▶ _Work order 1_:
Copy word for word everything in the article on John Lamm from "At the center, clinicians" down to "to in-utero surgeries.".
▶ _Work order 2_:
Which activities does the article on John Lamm say he does around his hometown?
▶ _Work order 3_:
Continue the article on John Lamm from its last sentence onward.

▶ _Document section_:
He’s got a made-for-TV smile and a spirit that just won’t quit.
When 8-year-old John Lamm walks, runs, plays hockey and even breakdances around his hometown of Girard, Ohio, you wouldn’t know about the difficult odds he overcame; nor the 29 surgeries he’s endured.
As documented in a popular 30-second television commercial for Akron Children’s Hospital in 2015, John perseveres and continues to see past any physical barriers others put in front of him.
During pregnancy, Kim Lamm’s 37-week ultrasound showed signs of spina bifida and swelling on her baby’s brain, so she was referred to Akron Children’s Hospital’s Fetal Treatment Center for a closer look.
At the center, clinicians consult on a variety of in-utero conditions and help families understand more about their baby’s health and what to expect after the child is born. Services there include high resolution fetal ultrasound, genetic screening and testing, and treatment options ranging from medications to in-utero surgeries.
“Most babies are born healthy, but 3-4% may have a birth defect, genetic condition or other issue,” said Katie Krepkovich, a licensed and certified genetic counselor. “When a prenatal concern is noted, we want to make sure parents are informed and supported, and we hope to fill in as many blanks about what parents can expect in advance of the baby being born.”

▶ _Data shown_:
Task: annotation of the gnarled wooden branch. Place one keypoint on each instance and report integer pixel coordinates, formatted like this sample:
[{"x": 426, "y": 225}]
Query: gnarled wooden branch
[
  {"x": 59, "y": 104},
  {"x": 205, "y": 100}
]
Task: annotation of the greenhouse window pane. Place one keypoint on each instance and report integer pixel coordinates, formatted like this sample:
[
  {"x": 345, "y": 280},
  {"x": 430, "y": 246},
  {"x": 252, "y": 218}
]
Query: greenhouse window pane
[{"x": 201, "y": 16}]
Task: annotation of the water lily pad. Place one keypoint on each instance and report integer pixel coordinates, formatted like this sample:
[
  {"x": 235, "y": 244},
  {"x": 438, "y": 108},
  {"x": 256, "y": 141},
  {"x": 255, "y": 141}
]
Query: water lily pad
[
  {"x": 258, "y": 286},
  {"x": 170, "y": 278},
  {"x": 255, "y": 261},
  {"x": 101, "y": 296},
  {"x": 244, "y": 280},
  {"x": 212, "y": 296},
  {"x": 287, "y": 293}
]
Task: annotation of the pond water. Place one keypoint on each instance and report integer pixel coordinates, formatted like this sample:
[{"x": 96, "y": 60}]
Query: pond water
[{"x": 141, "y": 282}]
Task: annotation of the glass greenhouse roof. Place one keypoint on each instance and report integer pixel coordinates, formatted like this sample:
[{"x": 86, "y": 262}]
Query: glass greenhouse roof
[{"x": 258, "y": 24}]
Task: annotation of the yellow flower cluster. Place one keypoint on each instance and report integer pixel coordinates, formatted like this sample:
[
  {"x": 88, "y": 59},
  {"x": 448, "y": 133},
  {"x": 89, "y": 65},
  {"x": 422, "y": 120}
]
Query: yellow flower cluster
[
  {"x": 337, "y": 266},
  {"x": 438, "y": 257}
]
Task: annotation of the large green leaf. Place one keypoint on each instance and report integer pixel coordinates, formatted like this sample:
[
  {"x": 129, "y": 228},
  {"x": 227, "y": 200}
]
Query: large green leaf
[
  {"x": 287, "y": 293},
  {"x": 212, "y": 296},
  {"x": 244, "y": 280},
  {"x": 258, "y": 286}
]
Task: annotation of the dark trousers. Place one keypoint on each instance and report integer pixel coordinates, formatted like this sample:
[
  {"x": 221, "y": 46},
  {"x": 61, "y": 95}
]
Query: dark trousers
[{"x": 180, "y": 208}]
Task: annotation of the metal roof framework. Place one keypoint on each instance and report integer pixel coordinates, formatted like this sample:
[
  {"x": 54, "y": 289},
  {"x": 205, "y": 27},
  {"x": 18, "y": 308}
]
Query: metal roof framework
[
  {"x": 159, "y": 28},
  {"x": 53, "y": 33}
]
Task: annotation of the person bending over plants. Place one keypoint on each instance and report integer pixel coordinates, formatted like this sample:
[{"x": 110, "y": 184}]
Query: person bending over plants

▶ _Answer space 1_:
At the center, clinicians consult on a variety of in-utero conditions and help families understand more about their baby’s health and what to expect after the child is born. Services there include high resolution fetal ultrasound, genetic screening and testing, and treatment options ranging from medications to in-utero surgeries.

▶ _Answer space 2_:
Walks, runs, plays hockey and breakdances.

▶ _Answer space 3_:
For the Lamms, those blanks included reassurances about the specifics of John’s true condition.
“They took measurements, saw that his legs were moving and told us the fluid buildup on his brain was still in a normal range where they didn’t suspect brain damage,” Kim said. “They also explained what spina bifida was, and they told us that his was lower and wasn’t affecting his breathing, which was also encouraging and reassuring.”
The Lamms were also told John would need surgery within 24 hours after birth to address a hole on his spine and give him a chance at walking.
“Having a child diagnosed with a birth defect can be a crisis for a family, and we spend a lot of time educating families to give back control with information, hand holding and support from start to finish,” Krepkovich said.
“Our mission is to provide exceptional and compassionate care from diagnosis through delivery and ongoing pediatric care,” added Dr. Melissa Mancuso, a high-risk obstetrician and chair of the Maternal Fetal Medicine.
John was born 5 days after the appointment in the Fetal Treatment Center.
“One of the first things after surgery we wanted to see was if his legs were still moving,” Kim said. “You never know what to expect or what could happen in surgery when the spine is involved, and we were holding our breath until we saw them move.”
And they haven’t stopped moving since. The soon-to-be second grader feels great today, his mother said.
“He’s had a nice run of no surgeries.”
Like many boys his age, he loves recess, gym and lunch. And like his Ohio state trooper father, John, he’s obsessed with anything police-related; especially K9 officers.
In winters he plays sled hockey. In the fall he plays soccer. He’s also in an all-boys hip hop dance class, and annually participates in the Run of the Mill 1-mile road race in neighboring McDonald.
“This kid just loves life,” Kim said. “He never ceases to amaze us, and we don’t take anything for granted. He’s had such a journey, and it’s a privilege to have him in our life.”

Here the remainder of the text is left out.